[Work request] Your answer must be every line of the data below that holds the string "image", copied exactly.

[Segmentation mask data]

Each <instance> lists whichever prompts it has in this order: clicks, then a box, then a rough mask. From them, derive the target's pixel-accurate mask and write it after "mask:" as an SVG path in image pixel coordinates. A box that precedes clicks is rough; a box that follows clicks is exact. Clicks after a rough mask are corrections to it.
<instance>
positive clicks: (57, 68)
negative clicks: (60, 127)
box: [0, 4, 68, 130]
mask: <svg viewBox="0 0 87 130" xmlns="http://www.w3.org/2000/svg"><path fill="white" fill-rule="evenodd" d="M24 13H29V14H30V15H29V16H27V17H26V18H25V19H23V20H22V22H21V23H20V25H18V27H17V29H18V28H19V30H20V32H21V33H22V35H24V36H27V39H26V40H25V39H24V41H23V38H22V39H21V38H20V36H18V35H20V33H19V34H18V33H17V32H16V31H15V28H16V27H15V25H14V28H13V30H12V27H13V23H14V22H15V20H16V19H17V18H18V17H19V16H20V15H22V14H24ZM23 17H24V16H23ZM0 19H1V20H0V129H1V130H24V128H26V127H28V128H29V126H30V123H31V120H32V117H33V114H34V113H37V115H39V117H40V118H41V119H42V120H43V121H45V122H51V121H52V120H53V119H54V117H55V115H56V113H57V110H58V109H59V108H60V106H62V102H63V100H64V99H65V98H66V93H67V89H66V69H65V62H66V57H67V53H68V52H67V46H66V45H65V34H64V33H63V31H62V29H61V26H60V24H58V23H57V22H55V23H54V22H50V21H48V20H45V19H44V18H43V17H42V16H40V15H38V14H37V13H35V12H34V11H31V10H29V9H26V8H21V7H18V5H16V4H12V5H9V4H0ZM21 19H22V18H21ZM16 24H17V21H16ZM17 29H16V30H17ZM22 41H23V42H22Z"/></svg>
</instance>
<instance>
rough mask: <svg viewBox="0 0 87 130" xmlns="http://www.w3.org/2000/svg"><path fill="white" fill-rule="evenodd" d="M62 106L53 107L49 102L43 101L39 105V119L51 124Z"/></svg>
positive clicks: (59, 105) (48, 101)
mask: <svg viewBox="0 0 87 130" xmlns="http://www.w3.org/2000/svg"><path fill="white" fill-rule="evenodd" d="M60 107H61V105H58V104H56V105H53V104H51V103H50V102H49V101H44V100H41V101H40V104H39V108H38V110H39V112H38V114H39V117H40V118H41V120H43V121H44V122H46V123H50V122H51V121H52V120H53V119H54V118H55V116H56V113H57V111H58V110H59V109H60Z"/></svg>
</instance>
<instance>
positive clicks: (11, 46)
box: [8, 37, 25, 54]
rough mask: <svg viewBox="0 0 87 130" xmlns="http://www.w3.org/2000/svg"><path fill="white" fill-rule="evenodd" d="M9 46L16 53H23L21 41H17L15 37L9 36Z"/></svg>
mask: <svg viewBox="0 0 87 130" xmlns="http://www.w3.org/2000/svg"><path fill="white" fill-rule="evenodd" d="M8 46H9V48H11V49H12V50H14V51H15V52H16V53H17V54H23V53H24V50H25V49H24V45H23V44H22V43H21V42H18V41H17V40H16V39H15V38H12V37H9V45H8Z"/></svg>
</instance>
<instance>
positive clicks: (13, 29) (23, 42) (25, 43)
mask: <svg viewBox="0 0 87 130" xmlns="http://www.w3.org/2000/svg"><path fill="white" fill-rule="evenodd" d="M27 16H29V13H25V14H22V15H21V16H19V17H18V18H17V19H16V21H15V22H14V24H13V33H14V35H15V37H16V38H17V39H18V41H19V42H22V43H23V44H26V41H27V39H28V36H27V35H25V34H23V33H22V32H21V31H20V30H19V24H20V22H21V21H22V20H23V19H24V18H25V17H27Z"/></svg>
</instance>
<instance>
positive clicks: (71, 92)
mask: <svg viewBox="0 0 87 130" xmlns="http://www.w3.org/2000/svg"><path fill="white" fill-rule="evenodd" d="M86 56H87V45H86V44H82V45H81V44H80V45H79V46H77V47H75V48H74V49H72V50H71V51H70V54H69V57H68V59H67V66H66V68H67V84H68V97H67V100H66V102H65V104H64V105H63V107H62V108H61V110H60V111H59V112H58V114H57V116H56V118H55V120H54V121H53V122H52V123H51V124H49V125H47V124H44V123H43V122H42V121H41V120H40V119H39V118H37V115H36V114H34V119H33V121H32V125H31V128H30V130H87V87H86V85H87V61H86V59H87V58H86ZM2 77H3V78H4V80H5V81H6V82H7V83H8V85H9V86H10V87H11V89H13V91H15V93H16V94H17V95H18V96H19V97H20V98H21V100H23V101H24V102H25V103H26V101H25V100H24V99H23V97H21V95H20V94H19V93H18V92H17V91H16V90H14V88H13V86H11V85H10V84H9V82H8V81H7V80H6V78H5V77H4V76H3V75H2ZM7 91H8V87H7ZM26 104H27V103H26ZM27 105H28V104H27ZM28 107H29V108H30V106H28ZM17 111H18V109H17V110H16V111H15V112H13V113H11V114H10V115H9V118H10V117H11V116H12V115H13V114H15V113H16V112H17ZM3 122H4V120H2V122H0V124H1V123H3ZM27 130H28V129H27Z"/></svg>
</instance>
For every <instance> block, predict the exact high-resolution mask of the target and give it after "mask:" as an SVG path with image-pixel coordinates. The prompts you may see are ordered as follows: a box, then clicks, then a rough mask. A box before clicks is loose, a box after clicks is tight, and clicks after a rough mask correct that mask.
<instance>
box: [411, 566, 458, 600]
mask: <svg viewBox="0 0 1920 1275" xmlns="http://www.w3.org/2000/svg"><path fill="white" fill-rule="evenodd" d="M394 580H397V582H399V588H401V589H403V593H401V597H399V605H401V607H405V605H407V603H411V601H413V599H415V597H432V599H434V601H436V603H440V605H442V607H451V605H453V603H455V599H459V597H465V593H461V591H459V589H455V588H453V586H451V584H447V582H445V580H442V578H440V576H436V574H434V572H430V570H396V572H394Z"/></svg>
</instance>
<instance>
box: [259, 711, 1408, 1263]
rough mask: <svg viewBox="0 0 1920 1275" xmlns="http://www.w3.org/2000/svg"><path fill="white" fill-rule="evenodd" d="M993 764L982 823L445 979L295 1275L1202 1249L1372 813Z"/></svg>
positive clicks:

[Solution to this problem]
Each <instance> lists whichever prompts it has in this order: clicks, then a box, then a rough mask. From them, derive the target's pixel-accurate mask and write it after "mask:" as an SVG path in image pixel coordinates. A box that precedes clicks is rough; a box that follows clicks is exact. Clicks after a rough mask are corrections to it.
For every <instance> block, predict the exact high-resolution mask of the target and give it after "mask:" as an SVG path with image-pixel coordinates. The prompts you may see are ordered as follows: a box, then clicks, then a rough mask. A box before clicks is loose, a box after clicks is tight, and clicks after a rough mask correct that mask.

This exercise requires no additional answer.